### Data excerpts

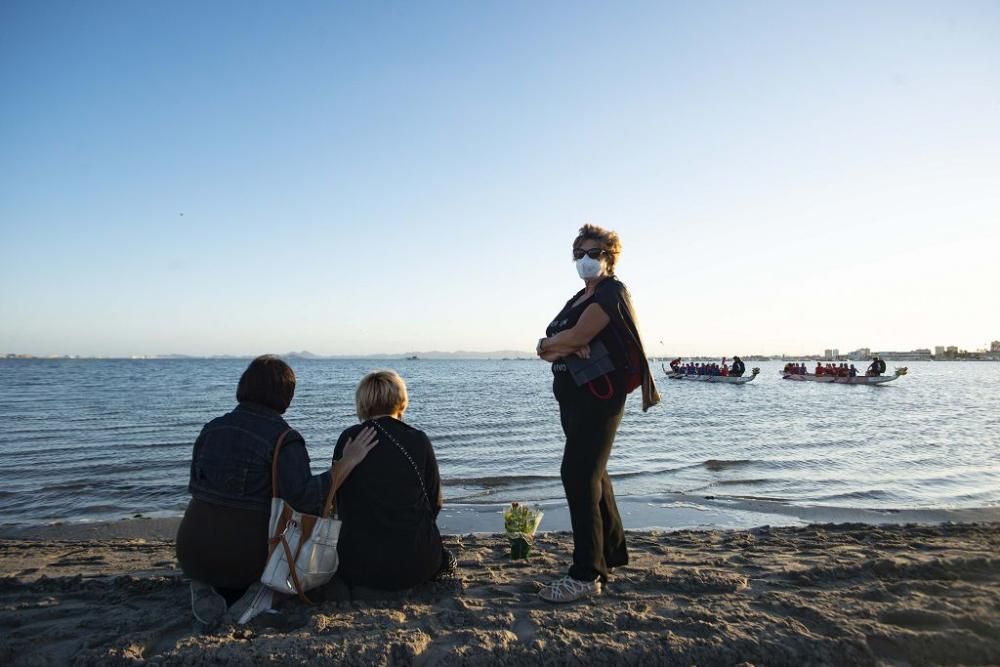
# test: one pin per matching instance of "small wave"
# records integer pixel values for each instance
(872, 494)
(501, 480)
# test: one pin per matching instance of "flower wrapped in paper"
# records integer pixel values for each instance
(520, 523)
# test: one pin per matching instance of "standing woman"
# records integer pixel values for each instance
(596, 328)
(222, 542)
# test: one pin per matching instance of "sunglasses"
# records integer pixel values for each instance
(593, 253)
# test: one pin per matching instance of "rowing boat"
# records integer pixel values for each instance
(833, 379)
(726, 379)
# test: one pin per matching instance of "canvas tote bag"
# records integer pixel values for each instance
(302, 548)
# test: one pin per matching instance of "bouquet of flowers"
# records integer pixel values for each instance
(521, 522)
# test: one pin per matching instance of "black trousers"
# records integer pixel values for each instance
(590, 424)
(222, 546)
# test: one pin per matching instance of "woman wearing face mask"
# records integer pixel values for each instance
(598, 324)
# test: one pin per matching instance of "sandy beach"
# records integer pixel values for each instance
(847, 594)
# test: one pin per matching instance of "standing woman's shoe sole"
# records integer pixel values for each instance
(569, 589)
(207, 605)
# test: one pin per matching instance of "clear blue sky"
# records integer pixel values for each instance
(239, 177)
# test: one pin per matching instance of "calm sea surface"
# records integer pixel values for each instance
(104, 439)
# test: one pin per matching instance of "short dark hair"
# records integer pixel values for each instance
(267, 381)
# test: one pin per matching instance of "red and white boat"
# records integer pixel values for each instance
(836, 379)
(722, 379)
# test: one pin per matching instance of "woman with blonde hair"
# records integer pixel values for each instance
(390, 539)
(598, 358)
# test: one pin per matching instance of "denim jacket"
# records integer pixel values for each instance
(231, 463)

### Prompt
Copy the whole listing above word for word but do not carry over the pictures.

### Correct response
# test: one pin per matching instance of "small wave"
# records integer pixel values for each instance
(872, 494)
(501, 480)
# test: one pin per matching instance of "flower wrapped in paper"
# records integer pixel values for each instance
(520, 523)
# test: one pin per matching instance of "standing woman"
# records integer pixel values for each instance
(596, 328)
(222, 542)
# test: one pin per matching instance of "sunglasses"
# records integer pixel values for each instance
(593, 253)
# test: one pin per matching instance of "rowing boat"
# records integer pixel values for each instance
(833, 379)
(726, 379)
# test: one pin per matching instance of "canvas tote bag"
# records integer pixel values for each instance
(302, 548)
# test: one pin per matching instance of "bouquet of flowers"
# records integer pixel values for each instance
(521, 522)
# test: one pin per matching instance of "black trousers"
# records integer pixel values for each instance
(590, 424)
(222, 546)
# test: one pin per matching instance of "woman wearing face mask"
# records integer pixel values for each instance
(598, 324)
# test: one pin per matching instance of "sandy beach"
# records integer pixel values for each instance
(847, 594)
# test: one pin per matching instance of "standing woman's shoe sole"
# records integer pixel values for each instance
(569, 589)
(207, 605)
# test: one pin per matching instance of "clear blue sky"
# records integer pixel values for each instance
(239, 177)
# test: one pin per matching instance of "calm sea surface"
# records integer pixel values for each instance
(104, 439)
# test: one pin per matching instance of "short dark hair"
# records integer pixel values for each instance
(267, 381)
# test: one pin per matching instance of "red and white boat"
# records integer pixel values for each instance
(836, 379)
(722, 379)
# test: one pin per matching instance of "woman with blonde hair"
# records integer pixel values for each instance
(390, 539)
(598, 358)
# test: one pin per matching instance of "denim jacket"
# records integer pixel values for each instance
(231, 463)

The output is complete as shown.